= Given task =
Recast the listing below as a two-column CSV with the headers text and answer, giving one row for each text-and-answer pair. Wrap every field in double quotes and replace its line breaks with spaces.

= Rows =
+ + + +
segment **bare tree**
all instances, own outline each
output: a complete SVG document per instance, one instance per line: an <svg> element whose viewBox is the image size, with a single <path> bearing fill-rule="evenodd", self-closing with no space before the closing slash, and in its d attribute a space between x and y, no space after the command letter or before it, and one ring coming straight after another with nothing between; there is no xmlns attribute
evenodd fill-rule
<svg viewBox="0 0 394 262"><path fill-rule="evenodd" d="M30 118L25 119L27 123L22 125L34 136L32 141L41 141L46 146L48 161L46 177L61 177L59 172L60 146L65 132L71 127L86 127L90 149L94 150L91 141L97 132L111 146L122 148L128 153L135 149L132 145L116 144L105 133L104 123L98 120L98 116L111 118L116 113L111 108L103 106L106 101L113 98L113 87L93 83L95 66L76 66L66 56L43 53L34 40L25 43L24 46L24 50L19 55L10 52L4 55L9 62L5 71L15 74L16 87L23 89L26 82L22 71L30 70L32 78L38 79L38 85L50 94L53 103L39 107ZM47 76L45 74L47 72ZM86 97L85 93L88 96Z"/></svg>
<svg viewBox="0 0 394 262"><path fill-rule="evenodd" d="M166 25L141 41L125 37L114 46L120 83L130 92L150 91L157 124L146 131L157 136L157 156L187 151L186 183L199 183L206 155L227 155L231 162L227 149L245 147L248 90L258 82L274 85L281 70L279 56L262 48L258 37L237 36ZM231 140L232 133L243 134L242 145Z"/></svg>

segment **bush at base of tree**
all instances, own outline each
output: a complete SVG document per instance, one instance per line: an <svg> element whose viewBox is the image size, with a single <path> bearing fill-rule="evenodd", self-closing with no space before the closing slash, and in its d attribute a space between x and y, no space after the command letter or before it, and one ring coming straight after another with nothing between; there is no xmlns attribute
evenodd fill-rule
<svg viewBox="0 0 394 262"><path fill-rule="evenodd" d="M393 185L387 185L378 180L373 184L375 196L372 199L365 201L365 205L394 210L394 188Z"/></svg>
+ + + +
= Result of the task =
text,answer
"segment **bare tree** all instances, own outline each output: a complete SVG document per instance, one instance per line: an <svg> element whose viewBox is the image size, with a single <path> bearing fill-rule=""evenodd"", self-closing with no space before the closing slash, and in its d attribute a space between x and y, no space after the command letter or before it, and one ring coming straight after another with nothing between; there is no xmlns attribute evenodd fill-rule","<svg viewBox=""0 0 394 262""><path fill-rule=""evenodd"" d=""M30 118L25 119L27 123L22 125L34 136L32 141L41 141L46 146L48 161L46 177L61 177L59 172L60 146L65 132L71 127L86 127L90 149L94 150L91 141L97 132L111 146L122 148L128 153L135 149L132 145L116 144L105 133L104 123L98 120L98 116L111 118L116 113L111 108L103 106L106 101L113 98L113 87L93 83L95 66L76 66L66 56L43 53L34 40L25 43L24 46L24 50L19 55L10 52L4 55L9 62L5 71L15 74L16 87L23 89L26 82L22 71L30 70L32 78L38 79L38 85L50 94L53 103L39 107ZM47 76L45 74L47 72ZM86 97L85 93L88 96Z""/></svg> <svg viewBox=""0 0 394 262""><path fill-rule=""evenodd"" d=""M166 25L141 41L125 37L114 46L120 83L130 92L150 91L157 124L146 131L157 136L157 156L187 151L186 183L199 183L206 155L227 155L231 162L227 149L245 147L248 90L258 82L274 85L281 70L279 56L262 48L258 37L237 36ZM231 140L232 133L243 134L242 145Z""/></svg>"
"segment **bush at base of tree** all instances, own outline each output: a complete SVG document per instance, one instance per line: an <svg> element whose viewBox is the image size, with a single <path> bearing fill-rule=""evenodd"", self-closing with no space before the closing slash, and in its d attribute a space between x and y, no space after the command letter or before it, and one ring coming straight after another with nothing between; there is no xmlns attribute evenodd fill-rule","<svg viewBox=""0 0 394 262""><path fill-rule=""evenodd"" d=""M393 185L387 185L378 180L373 184L375 196L372 199L365 201L365 205L394 210L394 188Z""/></svg>"